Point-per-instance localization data
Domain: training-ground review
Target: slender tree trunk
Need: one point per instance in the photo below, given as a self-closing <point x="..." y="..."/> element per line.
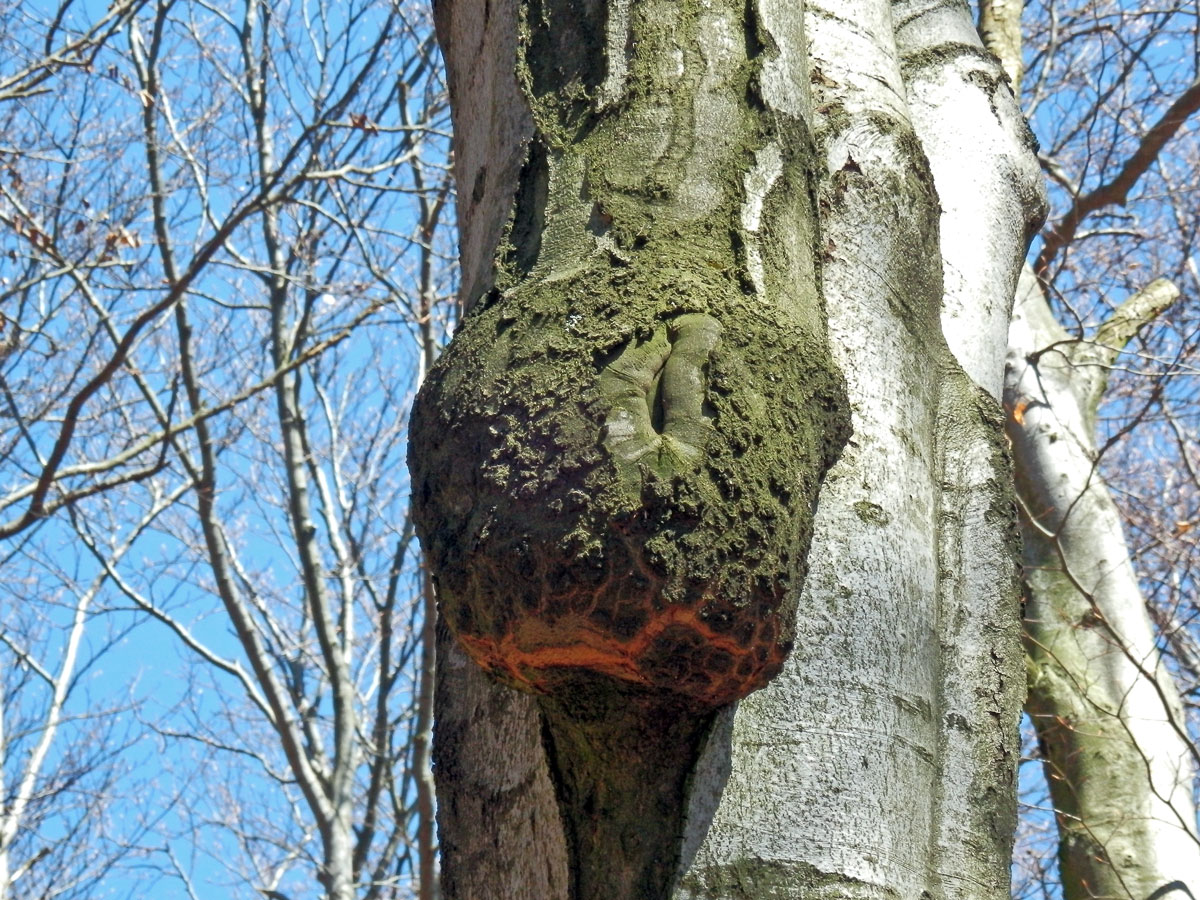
<point x="739" y="156"/>
<point x="1109" y="718"/>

● **WHAT THE TASK ASKS**:
All of the records above are to be written out exactly, minus their images.

● **SOLUTION**:
Domain: training-ground review
Target: slender tree trunk
Need: one point per instance in the photo below, given as a self-closing <point x="..." y="..."/> element per line.
<point x="739" y="156"/>
<point x="1109" y="718"/>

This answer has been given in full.